A series of records:
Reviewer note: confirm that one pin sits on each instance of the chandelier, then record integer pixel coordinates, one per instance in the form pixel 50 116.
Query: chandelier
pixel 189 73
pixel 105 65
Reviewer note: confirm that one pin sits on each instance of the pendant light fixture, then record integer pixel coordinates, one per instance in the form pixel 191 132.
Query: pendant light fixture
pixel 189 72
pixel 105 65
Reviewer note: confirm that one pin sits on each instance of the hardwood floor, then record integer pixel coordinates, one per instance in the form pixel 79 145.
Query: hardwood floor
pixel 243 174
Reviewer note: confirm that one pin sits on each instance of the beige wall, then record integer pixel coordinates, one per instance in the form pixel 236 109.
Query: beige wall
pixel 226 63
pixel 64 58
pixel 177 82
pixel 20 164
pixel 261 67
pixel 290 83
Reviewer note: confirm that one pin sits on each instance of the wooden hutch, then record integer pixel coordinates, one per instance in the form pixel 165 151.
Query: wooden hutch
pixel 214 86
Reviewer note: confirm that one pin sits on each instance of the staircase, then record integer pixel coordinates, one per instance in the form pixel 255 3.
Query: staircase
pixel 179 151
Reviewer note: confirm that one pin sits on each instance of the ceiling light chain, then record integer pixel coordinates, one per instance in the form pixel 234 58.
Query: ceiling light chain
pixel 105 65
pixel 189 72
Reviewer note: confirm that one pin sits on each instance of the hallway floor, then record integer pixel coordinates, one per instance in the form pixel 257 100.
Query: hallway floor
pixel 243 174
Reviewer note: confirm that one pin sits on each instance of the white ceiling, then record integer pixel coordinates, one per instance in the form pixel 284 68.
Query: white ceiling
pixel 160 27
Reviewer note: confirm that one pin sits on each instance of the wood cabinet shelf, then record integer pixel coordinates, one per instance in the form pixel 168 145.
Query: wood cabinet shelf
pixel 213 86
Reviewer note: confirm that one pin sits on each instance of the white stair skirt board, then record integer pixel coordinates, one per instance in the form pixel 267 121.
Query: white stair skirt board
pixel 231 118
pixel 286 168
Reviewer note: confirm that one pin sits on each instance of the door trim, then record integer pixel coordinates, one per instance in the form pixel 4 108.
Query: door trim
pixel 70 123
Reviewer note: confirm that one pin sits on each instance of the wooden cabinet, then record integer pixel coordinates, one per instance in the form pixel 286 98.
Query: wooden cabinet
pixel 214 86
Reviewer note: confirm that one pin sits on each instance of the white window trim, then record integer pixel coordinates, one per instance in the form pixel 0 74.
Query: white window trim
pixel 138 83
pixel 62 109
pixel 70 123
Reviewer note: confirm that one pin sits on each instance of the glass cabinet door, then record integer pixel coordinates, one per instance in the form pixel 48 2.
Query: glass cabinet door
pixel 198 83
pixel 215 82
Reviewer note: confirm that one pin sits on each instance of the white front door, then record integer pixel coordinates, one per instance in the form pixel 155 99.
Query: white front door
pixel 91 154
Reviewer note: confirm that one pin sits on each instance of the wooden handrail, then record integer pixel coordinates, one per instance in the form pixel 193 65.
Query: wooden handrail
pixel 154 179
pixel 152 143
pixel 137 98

Aim:
Render the lines of the material as a Markdown table with the columns Row and Line, starting with the line that contains "pixel 257 100." and continuing through the line that contains "pixel 91 154". Put a row number under Row and the full line under Line, and omit blank lines.

Completed task:
| Row | Line |
|---|---|
| 1 | Reviewer note: confirm that one pin sits on each instance of the hallway floor, then record integer pixel coordinates, one per instance in the form pixel 257 100. |
| 2 | Query: hallway floor |
| 3 | pixel 243 174 |
| 4 | Reviewer note: confirm that one pin sits on each instance of the white ceiling, then record integer pixel coordinates, one per instance in the form pixel 284 68. |
| 5 | Query: white ceiling |
| 6 | pixel 160 27 |
| 7 | Reviewer note: confirm that one pin sits on each instance of the wood cabinet shelf, then record integer pixel coordinates, one per instance in the form pixel 168 145. |
| 8 | Query: wood cabinet shelf |
| 9 | pixel 213 86 |
| 10 | Reviewer note: confirm that one pin sits on each instance of the white stair skirt board, then record integer pixel coordinates, one per instance in the form pixel 267 121. |
| 11 | Query: white stair skirt board |
| 12 | pixel 231 118 |
| 13 | pixel 286 168 |
| 14 | Reviewer note: confirm that one pin sits on each instance of the door trim, then record integer pixel coordinates, one per instance in the form pixel 4 108. |
| 15 | Query: door trim |
| 16 | pixel 70 123 |
| 17 | Reviewer note: confirm that one pin sits on each instance of the wooden cabinet, then record integer pixel coordinates, one per instance in the form pixel 286 98. |
| 18 | Query: wooden cabinet |
| 19 | pixel 214 86 |
| 20 | Reviewer note: confirm that one pin sits on each instance of the white window trim, then record integer pixel coordinates, one per instance in the form pixel 0 74. |
| 21 | Query: white window trim |
| 22 | pixel 138 83 |
| 23 | pixel 62 109 |
| 24 | pixel 70 123 |
| 25 | Reviewer note: confirm that one pin sits on each instance of the glass cabinet door, then record integer pixel coordinates, one per instance in the form pixel 48 2. |
| 26 | Query: glass cabinet door |
| 27 | pixel 198 83 |
| 28 | pixel 215 82 |
| 29 | Reviewer note: confirm that one pin sits on each instance of the white front door, then record integer pixel coordinates, one per instance in the form pixel 155 99. |
| 30 | Query: white front door |
| 31 | pixel 91 154 |